● O QUE FAZER
1. Transcreva, por favor, uma parte do excerto, começando nas palavras "Quando se discute" e terminando depois de "deve ser dito.".
2. Reescreva as entradas desde a linha que contém "Find the elderly man in" até ao fim, trocando "teal sweater" por "green sweater" e deixando tudo o resto intacto.

● EXCERTO

O que é difícil é dizer aos trabalhadores toda a verdade: nós não produzimos o suficiente para podermos continuar a aspirar à qualidade de vida a que nos habituámos. E, portanto, ou nos dispomos a melhorar a nossa produtividade, e a qualidade do que fazemos ou teremos de nos adaptar à ideia de que no futuro seremos mais pobres e mais infelizes, mesmo que essa pobreza e essa infelicidade devam ser mais bem repartidas.
Quando se discute o orçamento - e, felizmente, essa é uma discussão cada vez mais participada - é de tudo isso que falamos: de não desistir, de levantar cabeça, de sonhar que podemos ser melhores do que temos sido, até mais honestos na gestão dos fundos comunitários.
O Bloco e o PCP têm-se esgotado no enquadramento da contestação social, que sempre houve e haverá. São um factor de contrapeso necessário a um mais justo exercício do poder, mas não têm servido para liderar a construção de uma sociedade diferente. Nada que não soubéssemos, mas deve ser dito.

● MATERIAL FORNECIDO

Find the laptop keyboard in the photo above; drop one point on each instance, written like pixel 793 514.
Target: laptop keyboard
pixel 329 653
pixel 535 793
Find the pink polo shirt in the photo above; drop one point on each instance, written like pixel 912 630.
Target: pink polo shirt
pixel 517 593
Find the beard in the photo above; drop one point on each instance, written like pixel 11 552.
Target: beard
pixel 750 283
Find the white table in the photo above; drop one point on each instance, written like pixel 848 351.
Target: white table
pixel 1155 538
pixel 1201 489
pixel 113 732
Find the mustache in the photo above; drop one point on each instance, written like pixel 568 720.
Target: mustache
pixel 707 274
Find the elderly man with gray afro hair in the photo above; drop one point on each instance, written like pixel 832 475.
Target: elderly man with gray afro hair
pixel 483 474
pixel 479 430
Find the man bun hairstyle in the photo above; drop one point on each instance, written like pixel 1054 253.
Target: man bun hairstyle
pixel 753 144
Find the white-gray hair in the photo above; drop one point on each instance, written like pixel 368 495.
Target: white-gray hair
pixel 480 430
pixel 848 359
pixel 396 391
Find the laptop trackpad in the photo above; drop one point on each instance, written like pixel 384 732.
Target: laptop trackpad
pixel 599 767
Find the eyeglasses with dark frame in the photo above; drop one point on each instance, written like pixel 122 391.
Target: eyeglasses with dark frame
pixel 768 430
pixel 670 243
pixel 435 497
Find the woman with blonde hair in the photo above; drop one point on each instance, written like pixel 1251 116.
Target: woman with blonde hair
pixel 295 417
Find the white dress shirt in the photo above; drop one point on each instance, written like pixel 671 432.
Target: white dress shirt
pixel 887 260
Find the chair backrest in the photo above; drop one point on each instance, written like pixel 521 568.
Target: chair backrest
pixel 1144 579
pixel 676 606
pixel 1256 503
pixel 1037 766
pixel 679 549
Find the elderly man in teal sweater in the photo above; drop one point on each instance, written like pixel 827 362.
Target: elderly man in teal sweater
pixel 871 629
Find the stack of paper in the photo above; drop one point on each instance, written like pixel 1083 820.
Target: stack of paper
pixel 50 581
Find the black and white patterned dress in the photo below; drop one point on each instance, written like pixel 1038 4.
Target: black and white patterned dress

● RESPOSTAS POR ORDEM
1.
Quando se discute o orçamento - e, felizmente, essa é uma discussão cada vez mais participada - é de tudo isso que falamos: de não desistir, de levantar cabeça, de sonhar que podemos ser melhores do que temos sido, até mais honestos na gestão dos fundos comunitários.
O Bloco e o PCP têm-se esgotado no enquadramento da contestação social, que sempre houve e haverá. São um factor de contrapeso necessário a um mais justo exercício do poder, mas não têm servido para liderar a construção de uma sociedade diferente. Nada que não soubéssemos, mas deve ser dito.

2.
Find the elderly man in green sweater in the photo above; drop one point on each instance, written like pixel 827 362.
Target: elderly man in green sweater
pixel 871 629
Find the stack of paper in the photo above; drop one point on each instance, written like pixel 1083 820.
Target: stack of paper
pixel 50 581
Find the black and white patterned dress in the photo below; drop one point on each instance, written like pixel 1038 4.
Target: black and white patterned dress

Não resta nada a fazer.